- _EXTRAIT DU DOCUMENT_
___

La rationalité qui accompagne cette vie scientifique est résolument tournée vers l’avenir, dominée par un sens pratique éminent. Les vieilles distinctions entre la théorie et la pratique, la raison et l’expérience, l’idéal et le réel, n’ont plus lieu d’être : la raison n’est pas séparée de la vie. Elle abandonne le caractère fixiste qu’on a pu voir parfois en elle, et qu’elle a pu de fait avoir. Elle ne justifie pas le passé, elle découvre à la fois les théories, et les conditions concrètes qui permettent de les découvrir. C’est une raison qui va au bout d’elle-même, au bout du processus qu’elle organise : hypothèse – épreuve des faits – décision. Enfin, elle ne craint pas l’erreur, qui acquiert une valeur positive : aucune vérité n’étant définitive, toute théorie est en fait une erreur qui s’ignore, ce qui ne diminue pas sa valeur intrinsèque d’étape sur le chemin d’une meilleure compréhension du monde.

La rationalité refondée au service du management.

La rationalité ainsi redéfinie peut et doit advenir à tous les niveaux de la vie sociale : Etat, collectivités, associations, entreprises. Dans ce « doit », il ne faut pas voir un devoir moral. Il s’agit simplement de la réponse que nous dicte le réel face aux contradictions qu’il y a à vivre dans un monde que nous comprenons et sur lequel nous agissons selon les modalités décrites plus haut, tout en y vivant de manière archaïque – c’est-à-dire selon des manières de faire stéréotypées, non soumises à l’épreuve des faits, héritées de situations historiques n’ayant plus cours.

Dans la complexité organisationnelle des entreprises, cette rationalité peut être mise en œuvre en premier chef au niveau de l’exercice du pouvoir, du management au sens large. Concrètement, les conséquences de cette refondation sont nombreuses, et parfois, fort heureusement, aperçues par des dirigeants qui s’efforcent d’apporter un souffle nouveau à leur entreprise. Les entreprises dites libérées sont un bon exemple de cela. Pour autant, conformément à ce que cette rationalité impose, elles ne sauraient constituer des modèles à prendre tels quels, des recettes. Car la véritable difficulté consiste bien à inventer, pour soi, les conditions concrètes dans lesquelles peuvent s’élaborer des processus inédits : le rapport à l’expérience conditionne en effet l’exercice de la raison, qui lui-même conditionne en retour l’expérience, et inversement. Or, chaque individu, et à plus forte chaque organisation, vit des expériences singulières, qui diffèrent systématiquement, de façon profonde ou marginale, de celles vécues par d’autres individus ou organisations, même similaires. Que faire, dès lors ?

___

- _DONNÉES_

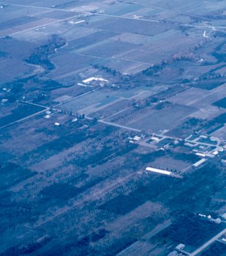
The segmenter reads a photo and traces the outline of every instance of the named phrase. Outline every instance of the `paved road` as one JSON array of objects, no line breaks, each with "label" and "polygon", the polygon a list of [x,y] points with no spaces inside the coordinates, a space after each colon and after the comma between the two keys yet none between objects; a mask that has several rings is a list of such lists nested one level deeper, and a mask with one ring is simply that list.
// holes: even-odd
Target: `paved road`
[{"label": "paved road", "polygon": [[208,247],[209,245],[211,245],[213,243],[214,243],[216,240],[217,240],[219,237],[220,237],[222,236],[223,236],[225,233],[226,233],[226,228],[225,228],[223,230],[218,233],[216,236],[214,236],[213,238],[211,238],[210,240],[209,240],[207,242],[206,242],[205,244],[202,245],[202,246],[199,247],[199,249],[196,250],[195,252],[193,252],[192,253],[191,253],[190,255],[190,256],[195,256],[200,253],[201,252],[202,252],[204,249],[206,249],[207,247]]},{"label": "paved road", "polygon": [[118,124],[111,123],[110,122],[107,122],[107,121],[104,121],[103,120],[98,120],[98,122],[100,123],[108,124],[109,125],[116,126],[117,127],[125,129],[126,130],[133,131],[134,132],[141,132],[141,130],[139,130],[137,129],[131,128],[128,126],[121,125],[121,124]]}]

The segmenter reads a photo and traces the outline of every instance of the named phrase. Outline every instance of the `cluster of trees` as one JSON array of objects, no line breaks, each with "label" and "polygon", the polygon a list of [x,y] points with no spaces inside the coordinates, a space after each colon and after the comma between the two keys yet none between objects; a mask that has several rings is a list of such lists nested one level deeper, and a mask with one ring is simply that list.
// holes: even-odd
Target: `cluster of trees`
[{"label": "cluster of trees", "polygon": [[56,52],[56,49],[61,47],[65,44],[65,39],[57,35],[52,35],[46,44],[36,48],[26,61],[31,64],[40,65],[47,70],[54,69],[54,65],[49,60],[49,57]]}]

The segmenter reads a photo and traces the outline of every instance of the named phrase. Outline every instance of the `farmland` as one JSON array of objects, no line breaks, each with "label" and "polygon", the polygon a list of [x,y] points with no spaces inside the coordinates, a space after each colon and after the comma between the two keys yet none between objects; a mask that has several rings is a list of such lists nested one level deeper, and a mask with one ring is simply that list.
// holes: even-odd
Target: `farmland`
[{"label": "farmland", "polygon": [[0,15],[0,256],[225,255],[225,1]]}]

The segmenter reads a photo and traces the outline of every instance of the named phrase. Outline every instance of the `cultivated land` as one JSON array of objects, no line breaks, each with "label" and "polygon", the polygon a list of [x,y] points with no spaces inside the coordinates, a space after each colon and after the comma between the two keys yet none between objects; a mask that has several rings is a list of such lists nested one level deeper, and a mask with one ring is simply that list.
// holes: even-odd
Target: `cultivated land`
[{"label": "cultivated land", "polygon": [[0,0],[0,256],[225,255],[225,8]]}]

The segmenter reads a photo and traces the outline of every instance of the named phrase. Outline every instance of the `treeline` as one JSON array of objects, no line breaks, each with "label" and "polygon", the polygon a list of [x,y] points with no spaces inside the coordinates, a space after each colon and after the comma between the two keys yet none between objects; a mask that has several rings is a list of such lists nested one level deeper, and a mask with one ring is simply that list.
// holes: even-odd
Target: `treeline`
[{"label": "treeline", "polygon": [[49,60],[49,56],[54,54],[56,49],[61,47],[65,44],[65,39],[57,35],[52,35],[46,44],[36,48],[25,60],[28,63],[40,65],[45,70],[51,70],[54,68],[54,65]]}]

___

- _TRAVAIL DEMANDÉ_
[a] Extrayez de l'extrait sur la rationalité le passage compris entre « La rationalité refondée » et « n’ayant plus cours. », bornes incluses.
[b] Dans l'extrait sur la rationalité, relevez tous les niveaux de la vie sociale où cette rationalité redéfinie peut et doit advenir.
[c] Selon l'extrait sur la rationalité, pourquoi les entreprises dites libérées ne peuvent-elles pas servir de modèles à reprendre tels quels ? Répondez en une à trois phrases.

- _RÉPONSES ATTENDUES_
[a]
La rationalité refondée au service du management.

La rationalité ainsi redéfinie peut et doit advenir à tous les niveaux de la vie sociale : Etat, collectivités, associations, entreprises. Dans ce « doit », il ne faut pas voir un devoir moral. Il s’agit simplement de la réponse que nous dicte le réel face aux contradictions qu’il y a à vivre dans un monde que nous comprenons et sur lequel nous agissons selon les modalités décrites plus haut, tout en y vivant de manière archaïque – c’est-à-dire selon des manières de faire stéréotypées, non soumises à l’épreuve des faits, héritées de situations historiques n’ayant plus cours.

[b] Etat, collectivités, associations, entreprises.

[c] La vraie difficulté est d'inventer pour soi les conditions concrètes où peuvent s'élaborer des processus inédits, car le rapport à l'expérience conditionne l'exercice de la raison, qui conditionne à son tour l'expérience. Or chaque organisation vit des expériences singulières, qui diffèrent toujours, profondément ou marginalement, de celles d'autres organisations, même similaires.